WRITTEN PROBLEM: Copy out every line in the items below that contains the string "dark", matching case exactly.

INPUT ROWS:

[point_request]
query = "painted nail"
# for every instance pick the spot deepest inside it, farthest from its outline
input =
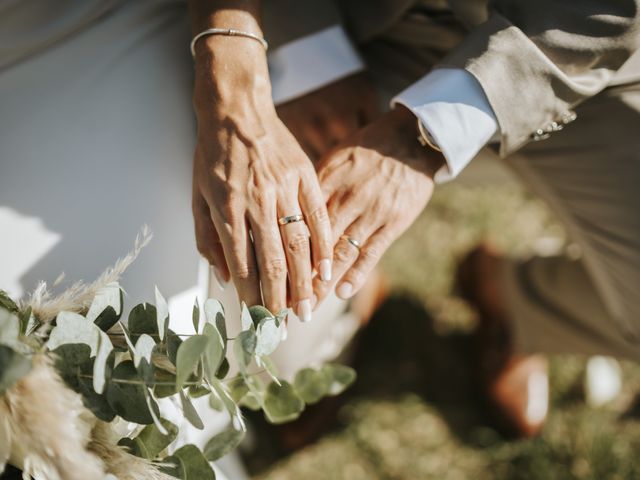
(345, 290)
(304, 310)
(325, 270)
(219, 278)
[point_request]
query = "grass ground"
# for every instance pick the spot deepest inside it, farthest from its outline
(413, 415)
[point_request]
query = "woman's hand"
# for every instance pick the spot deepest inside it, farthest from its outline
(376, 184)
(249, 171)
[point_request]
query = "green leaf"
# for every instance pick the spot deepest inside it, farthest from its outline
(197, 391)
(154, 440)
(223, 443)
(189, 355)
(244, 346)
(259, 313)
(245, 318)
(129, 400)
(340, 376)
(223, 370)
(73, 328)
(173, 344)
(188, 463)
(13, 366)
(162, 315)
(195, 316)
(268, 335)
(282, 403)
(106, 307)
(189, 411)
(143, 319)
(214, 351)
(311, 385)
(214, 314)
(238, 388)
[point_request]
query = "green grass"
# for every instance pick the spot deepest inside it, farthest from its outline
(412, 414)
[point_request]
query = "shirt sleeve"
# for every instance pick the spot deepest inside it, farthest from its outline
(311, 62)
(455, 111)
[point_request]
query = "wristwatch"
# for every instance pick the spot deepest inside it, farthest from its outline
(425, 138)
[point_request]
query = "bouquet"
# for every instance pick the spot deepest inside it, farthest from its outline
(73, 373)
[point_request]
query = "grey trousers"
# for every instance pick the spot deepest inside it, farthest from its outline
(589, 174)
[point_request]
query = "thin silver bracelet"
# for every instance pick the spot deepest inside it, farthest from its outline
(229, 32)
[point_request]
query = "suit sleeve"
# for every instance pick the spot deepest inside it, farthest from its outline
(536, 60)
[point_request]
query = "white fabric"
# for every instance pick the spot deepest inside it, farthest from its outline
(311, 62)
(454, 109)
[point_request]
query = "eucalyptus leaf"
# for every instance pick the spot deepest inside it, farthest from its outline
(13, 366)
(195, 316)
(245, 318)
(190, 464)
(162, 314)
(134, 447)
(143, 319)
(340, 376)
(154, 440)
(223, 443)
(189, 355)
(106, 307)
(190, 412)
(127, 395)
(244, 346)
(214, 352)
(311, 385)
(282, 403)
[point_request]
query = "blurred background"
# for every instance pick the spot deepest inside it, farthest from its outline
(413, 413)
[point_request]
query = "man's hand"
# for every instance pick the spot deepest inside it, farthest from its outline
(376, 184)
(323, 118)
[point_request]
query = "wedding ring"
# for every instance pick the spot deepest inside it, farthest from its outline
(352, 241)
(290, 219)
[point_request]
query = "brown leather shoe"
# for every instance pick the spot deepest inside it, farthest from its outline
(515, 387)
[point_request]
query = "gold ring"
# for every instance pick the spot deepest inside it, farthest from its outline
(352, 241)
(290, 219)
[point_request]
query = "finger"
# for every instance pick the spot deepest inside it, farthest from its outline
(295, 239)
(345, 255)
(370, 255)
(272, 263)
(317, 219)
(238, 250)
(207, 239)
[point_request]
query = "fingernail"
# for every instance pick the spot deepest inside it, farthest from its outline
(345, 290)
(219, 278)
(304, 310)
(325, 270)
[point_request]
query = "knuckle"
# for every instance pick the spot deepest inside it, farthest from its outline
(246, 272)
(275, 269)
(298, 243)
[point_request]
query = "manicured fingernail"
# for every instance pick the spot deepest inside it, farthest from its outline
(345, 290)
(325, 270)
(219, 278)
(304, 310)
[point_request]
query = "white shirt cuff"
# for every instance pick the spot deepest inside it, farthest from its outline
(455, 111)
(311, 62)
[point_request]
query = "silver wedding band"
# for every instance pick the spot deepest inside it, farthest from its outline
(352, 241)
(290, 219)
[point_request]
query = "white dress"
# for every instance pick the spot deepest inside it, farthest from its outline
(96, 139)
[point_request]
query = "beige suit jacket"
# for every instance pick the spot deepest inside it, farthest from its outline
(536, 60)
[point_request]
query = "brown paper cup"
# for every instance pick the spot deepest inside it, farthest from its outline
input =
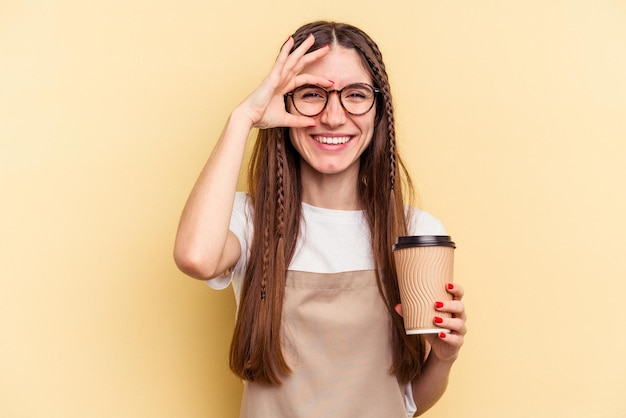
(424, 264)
---
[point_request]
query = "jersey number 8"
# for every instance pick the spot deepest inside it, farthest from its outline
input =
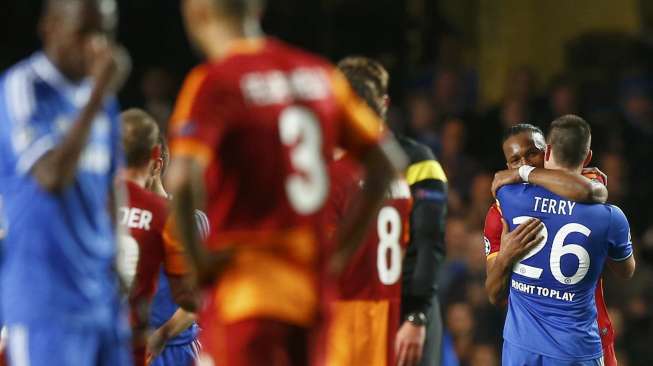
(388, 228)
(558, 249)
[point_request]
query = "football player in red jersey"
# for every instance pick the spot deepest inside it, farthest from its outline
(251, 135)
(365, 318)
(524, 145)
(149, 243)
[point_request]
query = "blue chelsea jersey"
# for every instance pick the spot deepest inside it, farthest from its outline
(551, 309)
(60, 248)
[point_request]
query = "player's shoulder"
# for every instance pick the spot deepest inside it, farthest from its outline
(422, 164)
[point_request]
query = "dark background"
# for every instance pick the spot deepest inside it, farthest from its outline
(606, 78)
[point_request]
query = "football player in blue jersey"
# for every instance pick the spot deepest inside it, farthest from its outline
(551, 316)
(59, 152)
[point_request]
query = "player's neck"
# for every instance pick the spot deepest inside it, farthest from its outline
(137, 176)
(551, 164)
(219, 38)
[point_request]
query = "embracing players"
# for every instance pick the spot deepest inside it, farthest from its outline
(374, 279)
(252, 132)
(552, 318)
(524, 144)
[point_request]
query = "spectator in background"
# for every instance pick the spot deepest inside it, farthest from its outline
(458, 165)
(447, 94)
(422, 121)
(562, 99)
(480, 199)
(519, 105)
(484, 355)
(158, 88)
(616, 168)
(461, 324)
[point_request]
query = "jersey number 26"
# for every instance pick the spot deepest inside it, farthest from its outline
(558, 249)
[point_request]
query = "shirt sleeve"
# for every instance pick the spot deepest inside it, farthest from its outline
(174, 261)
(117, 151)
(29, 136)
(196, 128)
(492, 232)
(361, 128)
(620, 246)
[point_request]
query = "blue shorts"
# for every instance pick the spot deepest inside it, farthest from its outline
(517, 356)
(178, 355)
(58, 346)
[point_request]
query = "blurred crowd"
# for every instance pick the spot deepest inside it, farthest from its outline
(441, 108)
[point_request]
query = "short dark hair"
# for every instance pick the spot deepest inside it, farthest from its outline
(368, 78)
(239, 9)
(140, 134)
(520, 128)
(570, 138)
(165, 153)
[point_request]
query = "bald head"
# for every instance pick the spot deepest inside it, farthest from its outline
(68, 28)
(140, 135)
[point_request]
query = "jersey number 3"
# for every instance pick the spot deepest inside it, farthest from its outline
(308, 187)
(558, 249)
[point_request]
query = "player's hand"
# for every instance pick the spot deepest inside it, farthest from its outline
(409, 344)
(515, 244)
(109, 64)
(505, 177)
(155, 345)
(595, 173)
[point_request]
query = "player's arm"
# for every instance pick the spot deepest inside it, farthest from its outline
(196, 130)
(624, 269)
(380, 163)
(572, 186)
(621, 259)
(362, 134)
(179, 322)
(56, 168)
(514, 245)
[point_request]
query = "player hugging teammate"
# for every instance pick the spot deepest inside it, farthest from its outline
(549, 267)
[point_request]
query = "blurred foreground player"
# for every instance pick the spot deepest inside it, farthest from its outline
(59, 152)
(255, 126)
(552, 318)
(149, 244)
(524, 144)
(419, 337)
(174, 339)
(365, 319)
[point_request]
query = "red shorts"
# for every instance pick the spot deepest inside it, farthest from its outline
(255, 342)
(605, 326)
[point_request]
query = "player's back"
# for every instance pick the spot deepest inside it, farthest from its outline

SOLUTION:
query = "dark background"
query = "short dark hair"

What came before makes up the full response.